Fantastic Voyage - Biological Issues and Accuracy

Biological Issues and Accuracy

In the original movie, the crew (apart from the saboteur) manage to leave Benes's body safely before reverting to normal size, but the Proteus remains inside, as do the remains of the saboteur's body (albeit digested by a white blood cell), and several gallons (full scale) of a carrier solution (presumably saline) used in the injection syringe. Isaac Asimov pointed out that this was a serious logical flaw in the plot, since the submarine (even if reduced to bits of debris) would also revert to normal size, killing Benes in the process. Therefore, in his novelization Asimov had the crew provoke the white cell into following them, so that it drags the submarine to the tear duct, and its wreckage expands outside Benes's body. Asimov solved the problem of the syringe fluid by having the staff inject only a very small amount of miniaturized fluid into Benes, minimizing its effect on him when it expands.

Asimov also dealt with another logical flaw in the original, involving extra oxygen needed by the submarine's crew members. In the film, the submarine enters the lung and crew members pump oxygen into the submarine's stores. However, Asimov knew that the miniaturized crew members would not be able to breathe unminiaturized oxygen molecules. So, in the novel, the oxygen from the lung is processed through a miniaturizing device installed on board the submarine; there is no such device in the original film script.

Further literary license is taken for the final swim up Benes's optic nerve to safety. Raquel Welch's character was miniaturized to approximately .1 microns, or 250,000 times smaller than her normal stature of 5'6". If the crew of the Proteus escaped by following the entire two-inch length of the optic nerve, then Welch faced the equivalent of a 520 mile swim with less than six minutes to finish before growing back to 5'6" (thus killing the patient). Even with some de-miniaturizing along the escape route, the crew were still of microscopic size (less than .1 mm) on reaching the tear-driven surf at Benes's cornea - reducing the 520 mile swim to a still daunting five miles (in under six minutes).

▶ _Data under study_
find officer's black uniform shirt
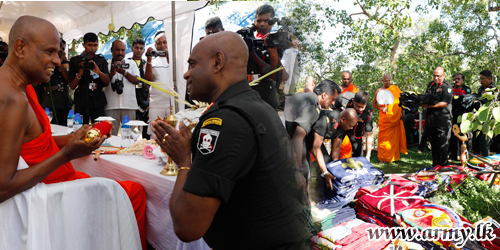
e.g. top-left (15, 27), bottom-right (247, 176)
top-left (69, 54), bottom-right (109, 109)
top-left (477, 83), bottom-right (497, 104)
top-left (347, 99), bottom-right (373, 139)
top-left (285, 92), bottom-right (320, 138)
top-left (183, 81), bottom-right (310, 249)
top-left (477, 83), bottom-right (496, 96)
top-left (426, 80), bottom-right (453, 126)
top-left (452, 84), bottom-right (472, 116)
top-left (39, 61), bottom-right (73, 110)
top-left (306, 109), bottom-right (345, 163)
top-left (129, 57), bottom-right (149, 110)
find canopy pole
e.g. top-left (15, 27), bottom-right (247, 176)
top-left (171, 1), bottom-right (179, 113)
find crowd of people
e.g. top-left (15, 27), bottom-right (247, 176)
top-left (0, 2), bottom-right (494, 249)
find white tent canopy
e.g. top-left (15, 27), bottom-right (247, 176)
top-left (0, 1), bottom-right (208, 110)
top-left (0, 1), bottom-right (207, 41)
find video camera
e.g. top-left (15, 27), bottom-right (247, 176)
top-left (111, 79), bottom-right (123, 95)
top-left (149, 50), bottom-right (167, 57)
top-left (116, 62), bottom-right (130, 69)
top-left (81, 53), bottom-right (94, 70)
top-left (236, 17), bottom-right (291, 51)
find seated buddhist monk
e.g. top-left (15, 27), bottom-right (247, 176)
top-left (372, 74), bottom-right (408, 163)
top-left (0, 16), bottom-right (146, 249)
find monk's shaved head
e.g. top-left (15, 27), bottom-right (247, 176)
top-left (184, 31), bottom-right (248, 102)
top-left (9, 16), bottom-right (57, 54)
top-left (340, 108), bottom-right (358, 130)
top-left (6, 16), bottom-right (61, 83)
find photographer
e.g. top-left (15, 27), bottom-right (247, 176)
top-left (129, 38), bottom-right (154, 140)
top-left (247, 4), bottom-right (288, 109)
top-left (200, 16), bottom-right (224, 40)
top-left (69, 33), bottom-right (109, 124)
top-left (146, 31), bottom-right (175, 138)
top-left (37, 38), bottom-right (73, 126)
top-left (104, 40), bottom-right (140, 135)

▶ _Activity_
Please rewrite the Fantastic Voyage text from "Asimov also dealt" to "original film script.", changing every "crew members" to "passengers".

▶ _Task solution_
Asimov also dealt with another logical flaw in the original, involving extra oxygen needed by the submarine's passengers. In the film, the submarine enters the lung and passengers pump oxygen into the submarine's stores. However, Asimov knew that the miniaturized passengers would not be able to breathe unminiaturized oxygen molecules. So, in the novel, the oxygen from the lung is processed through a miniaturizing device installed on board the submarine; there is no such device in the original film script.